BRIEF ▸
In the introduction on impedance spectroscopy of lithium-ion batteries, why is it essential to understand the sources of measurement error precisely? Answer in one to three sentences.

PASSAGE FOR REVIEW ▸

I. Introduction

Over recent decades, rechargeable lithium-ion batteries (LiBs) gained significant interest due to demands for high energy and power density storage devices in consumer electronics and electric vehicles. For LiB characterization, electrochemical impedance spectroscopy (EIS) plays an important role, for instance, to determine the state-of-charge (SoC) [1], [2], [3] and the state-of-health (SoH) [4], [5], [6], [7], or to investigate the chemical–physical materials’ properties of LiBs [8], [9], [10], [11], [12]. For example, in [3], it is demonstrated how EIS and a simplified equivalent circuit model are used as a complementary technique to other methods such as open-circuit voltage (OCV) and Coulomb counting in predicting the SoC of LiBs. Studies in [5] show how EIS is used for SoH diagnosis and to detect lithium plating in graphitic anodes [11]. In EIS, the battery is typically excited by a low-amplitude sinusoidal current with a given frequency. The complex impedance is calculated by dividing the resulting voltage over the applied current in the frequency domain. EIS can be performed using the galvanostatic or potentiostatic approach. In the galvanostatic method, a sinusoidal current is applied, and the voltage response is recorded, while in the potentiostatic approach, a sinusoidal voltage is applied, and the current response is recorded. Typically, the galvanostatic method is used for low-impedance measurements. In commercial LiB cells, the internal impedance has dropped to very low values, and today the cell impedance variations that are of interest in EIS can be as low as a few micro-Ohms (). The frequency range of interest is typically very wide, ranging from 1 mHz to 10 kHz and beyond. Because of low impedance values and broad frequency range, it is essential to precisely understand the measurement error sources to characterize LiBs effectively. Also, adequate calibration workflows are required to maintain traceable LiB impedance measurements [13].

DATA FOR ANALYSIS ▸
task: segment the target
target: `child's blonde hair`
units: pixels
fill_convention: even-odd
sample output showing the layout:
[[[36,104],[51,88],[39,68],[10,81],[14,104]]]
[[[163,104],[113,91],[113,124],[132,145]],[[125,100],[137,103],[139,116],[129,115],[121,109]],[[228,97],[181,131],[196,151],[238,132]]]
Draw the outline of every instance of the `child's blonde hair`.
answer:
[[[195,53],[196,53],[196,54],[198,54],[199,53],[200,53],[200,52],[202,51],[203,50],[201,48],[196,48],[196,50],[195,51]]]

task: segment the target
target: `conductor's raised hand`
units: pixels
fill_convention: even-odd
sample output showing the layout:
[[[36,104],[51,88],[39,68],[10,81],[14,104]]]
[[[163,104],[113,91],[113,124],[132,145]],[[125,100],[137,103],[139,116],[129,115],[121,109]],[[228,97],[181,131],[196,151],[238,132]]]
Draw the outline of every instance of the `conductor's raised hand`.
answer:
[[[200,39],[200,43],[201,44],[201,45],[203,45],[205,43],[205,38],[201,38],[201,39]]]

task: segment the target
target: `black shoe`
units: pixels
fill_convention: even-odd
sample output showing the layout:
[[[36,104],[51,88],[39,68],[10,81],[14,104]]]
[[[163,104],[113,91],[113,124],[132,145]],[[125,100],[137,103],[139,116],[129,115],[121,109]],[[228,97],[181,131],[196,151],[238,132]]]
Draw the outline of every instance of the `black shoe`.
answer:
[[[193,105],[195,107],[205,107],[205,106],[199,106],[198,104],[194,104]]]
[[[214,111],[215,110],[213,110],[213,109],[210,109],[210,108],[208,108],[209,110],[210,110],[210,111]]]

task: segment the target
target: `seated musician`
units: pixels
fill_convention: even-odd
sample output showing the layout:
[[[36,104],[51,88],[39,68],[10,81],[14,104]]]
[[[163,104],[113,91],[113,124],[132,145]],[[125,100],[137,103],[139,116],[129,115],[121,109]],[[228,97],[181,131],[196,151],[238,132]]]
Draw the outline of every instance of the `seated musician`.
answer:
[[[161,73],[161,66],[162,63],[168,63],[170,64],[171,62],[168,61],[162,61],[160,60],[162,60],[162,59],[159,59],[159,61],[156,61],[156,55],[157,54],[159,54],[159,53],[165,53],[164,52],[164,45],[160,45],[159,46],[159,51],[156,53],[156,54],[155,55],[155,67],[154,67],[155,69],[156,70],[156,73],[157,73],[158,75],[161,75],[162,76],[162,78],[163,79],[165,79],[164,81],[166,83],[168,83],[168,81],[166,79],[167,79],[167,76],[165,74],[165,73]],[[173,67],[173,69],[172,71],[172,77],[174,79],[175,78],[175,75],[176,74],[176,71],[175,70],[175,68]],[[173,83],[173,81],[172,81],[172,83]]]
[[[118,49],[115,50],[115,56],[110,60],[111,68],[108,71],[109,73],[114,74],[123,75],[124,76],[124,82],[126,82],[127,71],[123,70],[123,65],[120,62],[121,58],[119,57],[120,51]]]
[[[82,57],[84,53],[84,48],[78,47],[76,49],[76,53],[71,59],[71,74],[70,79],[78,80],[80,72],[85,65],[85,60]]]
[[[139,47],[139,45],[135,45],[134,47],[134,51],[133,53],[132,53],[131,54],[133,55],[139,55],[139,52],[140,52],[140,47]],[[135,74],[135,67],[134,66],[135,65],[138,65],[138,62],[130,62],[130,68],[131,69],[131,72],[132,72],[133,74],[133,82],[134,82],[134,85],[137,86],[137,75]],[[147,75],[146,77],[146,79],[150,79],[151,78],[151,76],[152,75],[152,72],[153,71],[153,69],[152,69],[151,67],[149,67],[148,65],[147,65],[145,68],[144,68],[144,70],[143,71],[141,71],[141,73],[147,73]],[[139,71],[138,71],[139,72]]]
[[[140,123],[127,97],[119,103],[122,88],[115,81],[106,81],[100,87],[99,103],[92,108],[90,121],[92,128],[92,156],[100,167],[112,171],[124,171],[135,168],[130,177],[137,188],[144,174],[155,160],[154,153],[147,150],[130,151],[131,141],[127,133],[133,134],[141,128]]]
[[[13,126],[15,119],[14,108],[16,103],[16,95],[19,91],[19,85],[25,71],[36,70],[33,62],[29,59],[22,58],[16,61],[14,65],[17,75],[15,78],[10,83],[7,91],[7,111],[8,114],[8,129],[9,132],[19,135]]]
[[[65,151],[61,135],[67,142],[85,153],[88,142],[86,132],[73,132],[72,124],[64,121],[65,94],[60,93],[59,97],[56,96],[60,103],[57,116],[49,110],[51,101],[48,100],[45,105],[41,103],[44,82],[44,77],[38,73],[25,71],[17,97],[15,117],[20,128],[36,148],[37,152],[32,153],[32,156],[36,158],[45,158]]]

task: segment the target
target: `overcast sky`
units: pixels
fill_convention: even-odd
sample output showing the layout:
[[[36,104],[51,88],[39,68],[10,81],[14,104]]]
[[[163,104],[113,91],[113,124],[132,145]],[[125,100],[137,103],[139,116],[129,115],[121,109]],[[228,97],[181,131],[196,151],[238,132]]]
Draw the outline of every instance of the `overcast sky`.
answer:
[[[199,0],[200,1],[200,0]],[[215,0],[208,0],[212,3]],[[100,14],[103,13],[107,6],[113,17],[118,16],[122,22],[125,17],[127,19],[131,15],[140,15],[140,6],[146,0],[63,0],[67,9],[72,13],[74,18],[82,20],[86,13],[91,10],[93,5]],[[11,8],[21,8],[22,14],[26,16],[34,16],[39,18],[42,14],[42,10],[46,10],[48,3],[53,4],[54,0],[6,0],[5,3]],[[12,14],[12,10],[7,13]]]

EXERCISE ANSWER ▸
The cell impedance variations of interest in commercial lithium-ion cells can be as low as a few micro-Ohms. The frequency range of interest is also very wide, typically from 1 mHz to 10 kHz and beyond. Because of these low impedance values and this broad range, the error sources must be understood precisely to characterize the batteries effectively.